ACTIVITIES:
1 - Answer these questions using the self-help post:
(a) Who invited the writer to join a new Happiness Project group?
(b) How many resolutions did the writer come up with first?
(c) Where was the writer while watching the Rachael Ray Show?
2 - Reproduce the passage of the self-help post word for word, starting at "- Counting to" and ending at "tush? Less so.)".
3 - Translate this sentence from the self-help post into Spanish: "But I’m making headway on all of them little by little."

----- TEXT UNDER STUDY

It all started with this video. (Please do watch. Maybe bring a tissue. I’ll wait.) I know, right? Surprisingly powerful stuff. Maybe a little too easy to identify with. I am so not usually a self-help type gal. But I watched that little zinger a few months back, and while I can’t say it stayed in the forefront of my mind, it never really left, either. So when my friend MomVee invited me to join her new Happiness Project group, I jumped at the chance. Now that the book has become a #1 New York Times bestseller, I’m thinking I’m not alone in having done so. Which, for me, might be part of the problem.
The Happiness Project
The Happiness Project has you focus on discrete, measurable resolutions to move toward a happier life. Coming up with my first four resolutions—identifying a few key obstacles in the way of a happier Umami Girl—was not all that difficult. I am working on:
- Calling my grandparents regularly.
- Counting to five and taking a nice, deep breath before raising my voice with the kids.
- Doing a lot less procrastinating.
- Since those ten pounds can no longer be called baby weight now that the baby is a toddler, getting rid of them, stat. (Appearing effortlessly thin has been sort of amusing for me in the past. Appearing effortlessly plump in the tush? Less so.)
In case you’re wondering, I haven’t exactly crushed any of my goals just yet. But I’m making headway on all of them little by little. And whether it’s due to the process or the result, I do feel a little bit happier. That’s a whole lot of self-help talk for a cooking site, right? I know it is, tiger. But here’s the thing. There’s more.
The 4 Day Diet (is a thing, so)
I must say I felt a distinct twinge of irony while shopping the self-help section. Over the years I’ve played my share of roles, but I don’t think I’ve ever played Average American very convincingly. So the fact that the first step in Becoming My Most Bestest Self would be to get all average on my (okay, maybe a little plump and not perfectly happy) ass and start buying self-help books did occasion a moment of pause. Apparently, though, I went on to embrace the whole regular guy thing like a champ—because the next thing I knew, I was watching Dr. Ian Smith on the Rachael Ray Show* and, wait for it, ordering The 4-Day Diet on Amazon. I know, right? (* I feel compelled to say, for whatever perverse reasons and in my own quickly crumbling defense, that I watched Rachael Ray while running on the treadmill at the gym, and not while eating a Yum-O snack on the couch at home. Still, if anything, that means I must have really wanted the book, since I had to remember to buy it after showering, picking up the kids, driving home and, if I know me at all, probably making everyone some lunch.) I can’t say I’ve been following the 4 Day Diet in anything approximating a zealous fashion, though it is a perfectly reasonable plan for people who want some external motivation to lose weight and get healthier while eating actual, real-live foods that they cook at home. I’d probably be rock-hard like Dr. Ian Smith by now if I had been following it like a true devotee, so probably I should get on that in the next four days. But the book is at least as much about generally applicable mind-over-matter motivation as it is about dieting, and I must admit that it is more than motivating enough for me to have wanted to tell you about it despite really, really not wanting to tell you about it. Ian Smith, like Gretchen Rubin of The Happiness Project, has got a thing or two figured out and a really useful way of helping the rest of us figure it out, too.

----------
----- SUPPLIED INFORMATION

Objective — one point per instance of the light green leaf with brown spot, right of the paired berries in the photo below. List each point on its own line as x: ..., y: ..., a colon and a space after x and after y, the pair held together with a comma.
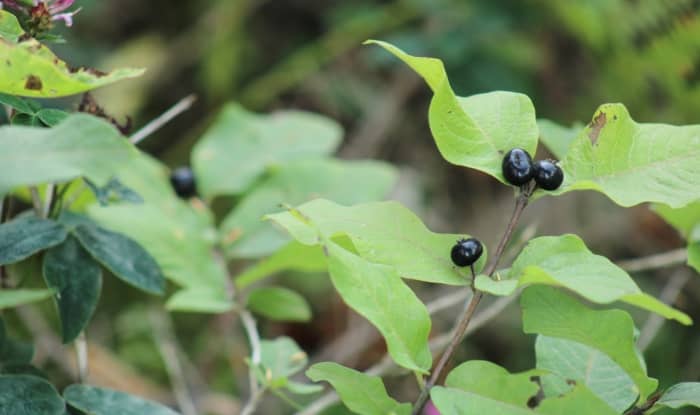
x: 632, y: 163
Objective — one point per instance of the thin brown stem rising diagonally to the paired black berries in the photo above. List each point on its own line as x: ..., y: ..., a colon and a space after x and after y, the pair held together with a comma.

----------

SOLUTIONS FOR EACH TASK:
1 -
(a) The writer's friend MomVee.
(b) Four.
(c) On the treadmill at the gym.

2 -
- Counting to five and taking a nice, deep breath before raising my voice with the kids.
- Doing a lot less procrastinating.
- Since those ten pounds can no longer be called baby weight now that the baby is a toddler, getting rid of them, stat. (Appearing effortlessly thin has been sort of amusing for me in the past. Appearing effortlessly plump in the tush? Less so.)

3 - Pero estoy avanzando en todas ellas poco a poco.